• **TEXT EXCERPT**
>>>>

Re: Primitive benchmark comparison (parsing LDIF)

yary Thu, 28 Oct 2021 06:46:51 -0700

A small thing to begin with in the regex  m/ ^ (@attributes) ':' \s (.+) $
/;


All the string examples use the literal ': ' colon+space, so how about
making the regex more consistent? And also allowing the empty string as a
value, which the string examples allow.

m/ ^ (@attributes) ': ' (.*) $ /;

Next, how about adding a 2nd regex test similar to the "split" that also
relies on User ignoring unknown fields? This accepts an empty-string key,
which the "split" string handler does too.

m/ ^ (<-[:]>*) ': ' (.*) /;


-y


On Thu, Oct 28, 2021 at 2:14 AM Norman Gaywood <ngayw...@une.edu.au> wrote:

> Oh, and I welcome suggestions on how I might do the task more quickly,
> elegantly, differently, etc :-)

<<<<

• **TO DO**
• 1. Summarize the forum reply on the LDIF parsing benchmark in two sentences.
• 2. According to the forum reply on the LDIF parsing benchmark, what separator do all the string examples use?
• 3. Resume the forum reply on the LDIF parsing benchmark from the point where it stops.
The listing comes from a separate source.

• **MATERIAL**
>>>>

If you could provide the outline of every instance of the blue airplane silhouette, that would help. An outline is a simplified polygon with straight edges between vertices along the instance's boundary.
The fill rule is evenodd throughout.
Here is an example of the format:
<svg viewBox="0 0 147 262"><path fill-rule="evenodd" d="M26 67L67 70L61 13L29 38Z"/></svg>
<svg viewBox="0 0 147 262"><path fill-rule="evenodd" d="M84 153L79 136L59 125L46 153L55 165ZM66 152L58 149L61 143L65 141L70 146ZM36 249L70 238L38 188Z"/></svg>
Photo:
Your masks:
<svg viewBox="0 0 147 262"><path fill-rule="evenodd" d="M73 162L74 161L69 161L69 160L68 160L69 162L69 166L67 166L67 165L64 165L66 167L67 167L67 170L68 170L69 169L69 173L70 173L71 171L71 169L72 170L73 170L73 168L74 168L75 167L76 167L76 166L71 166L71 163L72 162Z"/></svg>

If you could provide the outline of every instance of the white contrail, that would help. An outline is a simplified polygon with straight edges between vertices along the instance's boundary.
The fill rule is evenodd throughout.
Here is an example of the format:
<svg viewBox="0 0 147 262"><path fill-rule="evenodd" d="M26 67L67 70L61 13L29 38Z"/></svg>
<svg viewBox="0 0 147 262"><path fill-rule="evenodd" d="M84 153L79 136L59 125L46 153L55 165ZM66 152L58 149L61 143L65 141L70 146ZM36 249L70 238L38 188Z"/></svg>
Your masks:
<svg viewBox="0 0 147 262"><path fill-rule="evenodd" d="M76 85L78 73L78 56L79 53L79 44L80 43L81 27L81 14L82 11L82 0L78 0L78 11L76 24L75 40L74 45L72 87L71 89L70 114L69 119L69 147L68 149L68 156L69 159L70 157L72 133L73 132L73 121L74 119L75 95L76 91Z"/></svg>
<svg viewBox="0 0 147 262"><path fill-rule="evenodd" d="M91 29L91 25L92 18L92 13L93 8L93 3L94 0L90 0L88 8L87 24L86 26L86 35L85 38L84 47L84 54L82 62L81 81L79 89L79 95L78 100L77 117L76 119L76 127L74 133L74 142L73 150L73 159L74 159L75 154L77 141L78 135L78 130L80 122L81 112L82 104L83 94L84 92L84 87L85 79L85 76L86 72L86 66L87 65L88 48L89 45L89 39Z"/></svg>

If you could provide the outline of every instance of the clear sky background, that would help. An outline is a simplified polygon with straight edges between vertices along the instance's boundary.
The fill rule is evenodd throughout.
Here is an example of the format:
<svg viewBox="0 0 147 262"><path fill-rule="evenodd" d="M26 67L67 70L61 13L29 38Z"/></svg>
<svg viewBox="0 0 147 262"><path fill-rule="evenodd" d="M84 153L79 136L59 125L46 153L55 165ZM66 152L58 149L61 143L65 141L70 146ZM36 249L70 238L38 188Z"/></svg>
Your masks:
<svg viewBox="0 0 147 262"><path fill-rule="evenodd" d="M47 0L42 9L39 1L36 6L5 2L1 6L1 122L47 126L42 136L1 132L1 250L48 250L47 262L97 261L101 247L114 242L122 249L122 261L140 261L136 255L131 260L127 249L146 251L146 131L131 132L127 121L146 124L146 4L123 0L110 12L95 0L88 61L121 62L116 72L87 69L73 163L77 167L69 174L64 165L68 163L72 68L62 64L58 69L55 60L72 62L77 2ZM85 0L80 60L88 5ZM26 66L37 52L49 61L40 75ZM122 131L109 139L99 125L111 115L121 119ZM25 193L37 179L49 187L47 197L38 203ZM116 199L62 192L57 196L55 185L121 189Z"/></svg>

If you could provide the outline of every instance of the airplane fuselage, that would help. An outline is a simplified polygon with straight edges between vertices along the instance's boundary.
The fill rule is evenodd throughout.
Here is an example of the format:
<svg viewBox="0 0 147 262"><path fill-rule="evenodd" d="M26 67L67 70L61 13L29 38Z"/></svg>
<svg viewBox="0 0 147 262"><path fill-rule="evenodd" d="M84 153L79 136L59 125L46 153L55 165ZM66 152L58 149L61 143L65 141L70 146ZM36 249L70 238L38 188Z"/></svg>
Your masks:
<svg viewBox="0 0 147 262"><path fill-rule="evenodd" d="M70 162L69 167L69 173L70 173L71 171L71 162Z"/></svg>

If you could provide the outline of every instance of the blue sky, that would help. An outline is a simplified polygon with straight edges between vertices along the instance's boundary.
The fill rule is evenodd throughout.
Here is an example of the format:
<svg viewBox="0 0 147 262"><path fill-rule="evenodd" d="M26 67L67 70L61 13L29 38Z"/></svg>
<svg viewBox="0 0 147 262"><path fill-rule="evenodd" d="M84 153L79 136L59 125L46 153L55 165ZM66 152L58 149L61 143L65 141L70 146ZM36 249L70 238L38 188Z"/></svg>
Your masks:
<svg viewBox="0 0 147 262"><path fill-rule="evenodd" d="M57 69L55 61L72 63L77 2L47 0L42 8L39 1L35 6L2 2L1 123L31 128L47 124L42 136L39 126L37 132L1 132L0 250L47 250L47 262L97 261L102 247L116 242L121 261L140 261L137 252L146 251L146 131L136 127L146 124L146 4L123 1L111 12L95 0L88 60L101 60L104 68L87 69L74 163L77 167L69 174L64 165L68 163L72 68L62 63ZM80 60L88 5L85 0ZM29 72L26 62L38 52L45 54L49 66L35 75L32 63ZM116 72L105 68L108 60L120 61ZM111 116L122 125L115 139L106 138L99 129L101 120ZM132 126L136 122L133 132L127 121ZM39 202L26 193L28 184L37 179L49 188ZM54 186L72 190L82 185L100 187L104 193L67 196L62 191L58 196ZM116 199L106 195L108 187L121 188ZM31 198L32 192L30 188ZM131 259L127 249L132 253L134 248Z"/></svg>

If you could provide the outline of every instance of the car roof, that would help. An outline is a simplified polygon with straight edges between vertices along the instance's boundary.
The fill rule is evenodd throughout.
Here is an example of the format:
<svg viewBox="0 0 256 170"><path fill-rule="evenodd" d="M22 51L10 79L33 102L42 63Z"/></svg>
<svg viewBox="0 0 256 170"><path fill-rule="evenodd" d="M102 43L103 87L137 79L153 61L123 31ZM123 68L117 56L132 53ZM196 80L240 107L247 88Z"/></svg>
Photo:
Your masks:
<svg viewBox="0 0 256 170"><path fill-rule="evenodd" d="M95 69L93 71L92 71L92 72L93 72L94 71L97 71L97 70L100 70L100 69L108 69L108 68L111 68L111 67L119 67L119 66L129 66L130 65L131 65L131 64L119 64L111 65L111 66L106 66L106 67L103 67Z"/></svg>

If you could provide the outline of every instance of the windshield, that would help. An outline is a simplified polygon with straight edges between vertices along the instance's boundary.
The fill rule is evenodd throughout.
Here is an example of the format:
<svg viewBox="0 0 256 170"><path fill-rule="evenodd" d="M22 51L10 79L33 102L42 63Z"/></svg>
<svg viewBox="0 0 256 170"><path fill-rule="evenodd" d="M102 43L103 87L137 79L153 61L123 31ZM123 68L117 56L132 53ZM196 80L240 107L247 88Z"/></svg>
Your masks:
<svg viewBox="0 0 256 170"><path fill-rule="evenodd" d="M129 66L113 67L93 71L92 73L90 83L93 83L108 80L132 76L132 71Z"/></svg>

<<<<
>>>>

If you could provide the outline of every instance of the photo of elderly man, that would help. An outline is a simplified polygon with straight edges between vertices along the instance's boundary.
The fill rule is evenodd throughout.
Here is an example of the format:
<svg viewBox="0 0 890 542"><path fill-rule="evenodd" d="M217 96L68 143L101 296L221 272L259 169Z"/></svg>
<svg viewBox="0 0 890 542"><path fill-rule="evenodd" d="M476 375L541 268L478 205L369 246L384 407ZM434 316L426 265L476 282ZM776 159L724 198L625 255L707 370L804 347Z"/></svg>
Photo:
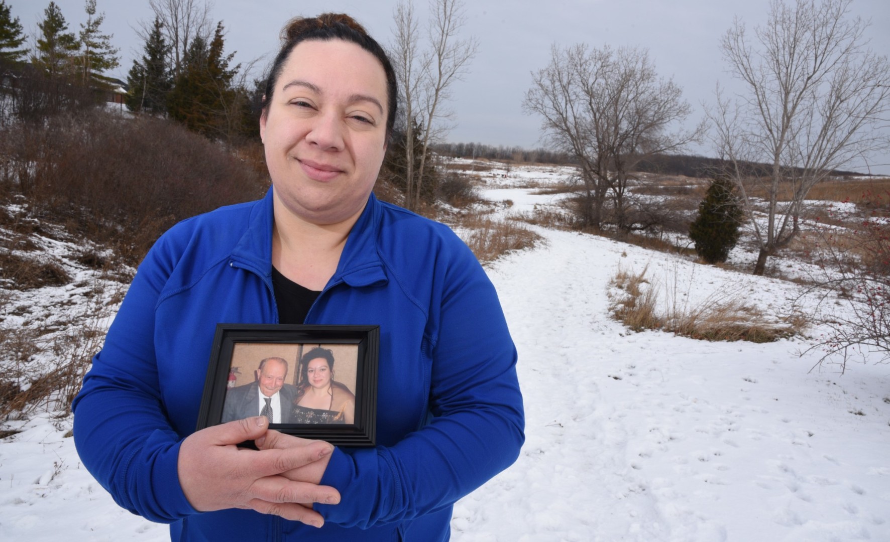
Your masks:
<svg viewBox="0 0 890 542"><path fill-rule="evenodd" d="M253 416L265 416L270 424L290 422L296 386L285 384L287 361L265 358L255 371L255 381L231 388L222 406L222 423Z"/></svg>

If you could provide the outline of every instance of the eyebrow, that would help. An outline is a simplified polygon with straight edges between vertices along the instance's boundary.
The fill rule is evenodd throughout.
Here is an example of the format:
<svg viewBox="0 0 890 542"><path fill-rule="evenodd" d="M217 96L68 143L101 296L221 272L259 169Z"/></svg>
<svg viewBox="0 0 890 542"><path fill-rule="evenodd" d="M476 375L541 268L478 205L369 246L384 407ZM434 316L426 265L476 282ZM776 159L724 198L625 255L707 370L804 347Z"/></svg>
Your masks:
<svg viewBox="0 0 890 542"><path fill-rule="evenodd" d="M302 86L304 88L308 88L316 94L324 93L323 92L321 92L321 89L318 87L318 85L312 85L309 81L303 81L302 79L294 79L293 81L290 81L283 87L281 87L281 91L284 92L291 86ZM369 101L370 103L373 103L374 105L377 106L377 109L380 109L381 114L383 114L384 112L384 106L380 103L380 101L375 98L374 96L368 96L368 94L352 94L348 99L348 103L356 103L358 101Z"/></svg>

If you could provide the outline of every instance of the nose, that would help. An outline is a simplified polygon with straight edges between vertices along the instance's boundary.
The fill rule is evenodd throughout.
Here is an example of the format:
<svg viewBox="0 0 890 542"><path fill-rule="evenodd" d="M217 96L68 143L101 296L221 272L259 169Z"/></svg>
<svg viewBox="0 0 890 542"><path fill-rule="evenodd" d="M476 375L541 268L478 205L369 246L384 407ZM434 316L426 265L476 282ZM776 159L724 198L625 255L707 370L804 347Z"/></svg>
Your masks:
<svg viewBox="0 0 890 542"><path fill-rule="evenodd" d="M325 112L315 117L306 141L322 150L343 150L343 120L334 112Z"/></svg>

<<<<
>>>>

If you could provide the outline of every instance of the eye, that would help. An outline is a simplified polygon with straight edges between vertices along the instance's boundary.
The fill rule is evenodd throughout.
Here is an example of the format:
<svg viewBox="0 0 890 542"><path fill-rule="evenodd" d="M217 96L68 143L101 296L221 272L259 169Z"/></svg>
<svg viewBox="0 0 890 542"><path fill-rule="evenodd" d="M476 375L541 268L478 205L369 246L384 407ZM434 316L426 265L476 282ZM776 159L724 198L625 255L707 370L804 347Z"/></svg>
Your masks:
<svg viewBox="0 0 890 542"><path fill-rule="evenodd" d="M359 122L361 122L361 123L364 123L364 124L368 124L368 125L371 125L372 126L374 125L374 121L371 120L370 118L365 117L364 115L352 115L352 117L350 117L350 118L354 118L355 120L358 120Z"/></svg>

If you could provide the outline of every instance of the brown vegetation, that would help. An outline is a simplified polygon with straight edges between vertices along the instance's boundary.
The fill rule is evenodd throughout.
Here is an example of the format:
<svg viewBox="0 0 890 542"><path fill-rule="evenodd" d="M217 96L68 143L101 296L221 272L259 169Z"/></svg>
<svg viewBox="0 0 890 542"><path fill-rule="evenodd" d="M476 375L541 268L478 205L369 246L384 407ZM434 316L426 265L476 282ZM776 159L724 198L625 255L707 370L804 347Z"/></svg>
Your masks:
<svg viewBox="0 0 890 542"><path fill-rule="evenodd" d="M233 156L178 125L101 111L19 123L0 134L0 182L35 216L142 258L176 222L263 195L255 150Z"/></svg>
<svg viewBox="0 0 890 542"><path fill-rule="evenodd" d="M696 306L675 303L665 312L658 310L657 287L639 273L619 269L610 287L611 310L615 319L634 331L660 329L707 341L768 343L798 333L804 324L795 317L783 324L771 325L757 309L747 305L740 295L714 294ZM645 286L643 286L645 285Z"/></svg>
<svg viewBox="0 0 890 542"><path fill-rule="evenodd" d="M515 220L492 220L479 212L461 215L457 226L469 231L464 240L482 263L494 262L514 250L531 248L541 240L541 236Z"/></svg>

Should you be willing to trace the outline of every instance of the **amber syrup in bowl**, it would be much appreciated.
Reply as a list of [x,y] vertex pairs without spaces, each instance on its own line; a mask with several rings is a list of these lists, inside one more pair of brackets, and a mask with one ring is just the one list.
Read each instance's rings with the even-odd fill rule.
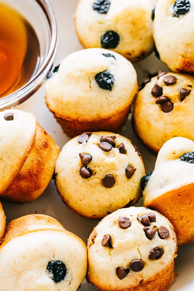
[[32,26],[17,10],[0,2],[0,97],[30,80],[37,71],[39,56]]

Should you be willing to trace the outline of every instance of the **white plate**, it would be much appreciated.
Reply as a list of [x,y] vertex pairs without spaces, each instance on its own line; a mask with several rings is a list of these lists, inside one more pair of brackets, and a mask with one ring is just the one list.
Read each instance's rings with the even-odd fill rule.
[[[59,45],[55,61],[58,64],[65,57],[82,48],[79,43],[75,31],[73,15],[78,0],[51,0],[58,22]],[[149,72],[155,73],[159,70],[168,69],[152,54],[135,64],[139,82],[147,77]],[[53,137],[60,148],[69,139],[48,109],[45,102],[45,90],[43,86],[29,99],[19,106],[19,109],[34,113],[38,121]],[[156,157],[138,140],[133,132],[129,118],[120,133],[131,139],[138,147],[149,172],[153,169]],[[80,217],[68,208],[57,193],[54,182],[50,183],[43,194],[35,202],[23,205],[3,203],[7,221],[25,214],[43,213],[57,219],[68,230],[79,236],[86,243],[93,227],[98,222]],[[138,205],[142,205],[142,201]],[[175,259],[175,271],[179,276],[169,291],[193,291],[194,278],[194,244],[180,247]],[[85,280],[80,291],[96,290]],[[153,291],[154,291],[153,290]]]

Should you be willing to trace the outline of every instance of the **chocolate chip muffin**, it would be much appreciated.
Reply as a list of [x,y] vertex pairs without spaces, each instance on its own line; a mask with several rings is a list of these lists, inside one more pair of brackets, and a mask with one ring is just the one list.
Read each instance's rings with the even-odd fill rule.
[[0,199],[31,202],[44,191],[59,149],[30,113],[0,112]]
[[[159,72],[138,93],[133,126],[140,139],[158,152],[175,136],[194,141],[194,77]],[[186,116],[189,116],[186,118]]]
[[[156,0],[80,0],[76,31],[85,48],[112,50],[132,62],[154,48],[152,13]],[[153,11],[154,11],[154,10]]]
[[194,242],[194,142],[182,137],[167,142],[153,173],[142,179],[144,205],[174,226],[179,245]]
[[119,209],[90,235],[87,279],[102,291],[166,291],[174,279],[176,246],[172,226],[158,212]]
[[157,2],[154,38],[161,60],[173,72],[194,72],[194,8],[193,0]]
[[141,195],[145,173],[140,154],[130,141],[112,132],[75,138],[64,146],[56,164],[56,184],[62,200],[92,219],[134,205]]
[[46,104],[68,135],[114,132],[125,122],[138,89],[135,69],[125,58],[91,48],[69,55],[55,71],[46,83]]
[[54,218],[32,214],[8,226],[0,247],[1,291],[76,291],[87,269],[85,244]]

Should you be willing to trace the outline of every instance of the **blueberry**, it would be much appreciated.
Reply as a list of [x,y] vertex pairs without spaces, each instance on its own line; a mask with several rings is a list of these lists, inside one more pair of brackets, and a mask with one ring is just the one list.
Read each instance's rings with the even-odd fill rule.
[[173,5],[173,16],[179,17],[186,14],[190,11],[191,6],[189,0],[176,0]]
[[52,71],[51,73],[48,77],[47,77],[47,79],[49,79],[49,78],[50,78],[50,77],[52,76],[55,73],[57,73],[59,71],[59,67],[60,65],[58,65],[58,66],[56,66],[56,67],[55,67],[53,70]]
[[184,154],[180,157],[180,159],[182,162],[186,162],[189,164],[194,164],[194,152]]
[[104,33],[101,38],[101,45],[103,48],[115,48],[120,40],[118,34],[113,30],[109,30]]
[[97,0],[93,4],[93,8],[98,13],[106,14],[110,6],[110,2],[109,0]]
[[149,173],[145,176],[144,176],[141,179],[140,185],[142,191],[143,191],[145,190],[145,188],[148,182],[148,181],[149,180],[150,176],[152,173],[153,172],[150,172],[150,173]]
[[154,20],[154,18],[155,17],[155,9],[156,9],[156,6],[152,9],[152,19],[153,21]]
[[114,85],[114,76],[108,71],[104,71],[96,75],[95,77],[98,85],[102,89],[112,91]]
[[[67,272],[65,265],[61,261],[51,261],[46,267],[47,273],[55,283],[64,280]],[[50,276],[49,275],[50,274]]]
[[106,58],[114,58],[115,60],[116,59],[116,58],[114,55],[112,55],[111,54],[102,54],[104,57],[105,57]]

<<<<

• **SOLVED TASKS**
• 1. The reply recommends revising the regex so that it matches the literal colon-plus-space used in the string examples and accepts an empty value. It also proposes a second regex test, similar to the "split" approach, that relies on User ignoring unknown fields and accepts an empty-string key.

• 2. They all use the literal ': ' (a colon followed by a space).

• 3.
> And critiques of the code also welcome. I still have a strong perl5 accent
> I suspect.
>
> On Thu, 28 Oct 2021 at 13:15, Norman Gaywood <ngayw...@une.edu.au> wrote:
>
>> Executive summary:
>>      - comparing raku 2021.10 with raku 2021.9
>>      -comparing 3 ways of parsing (although the 2 string function ways
>> are similar)
>>     - raku 2021.10 is better than 2 times as fast as 2021.9 using the
>> string functions
>>     - raku 2021.10 is about the same as 2021.9 using a more general
>> regular expression
>>     - regular expressions are still slow in 2021.10
>>
>> Side note: not shown here is also parsing with Text::LDIF. In 2021.9 it
>> was comparable to the regex method. Not tried with 2021.10.
>>
>> I need to parse a 40K entry LDIF file.
>>
>> Below is some code that uses 3 ways to parse.
>> There are 3 MAIN subs that differ in a few last lines of the for loop.
>> The loop reads the LDIF entries and populates %ldap keyed on the "uid" of
>> the LDIF entry.
>> The values of %ldap are User objects.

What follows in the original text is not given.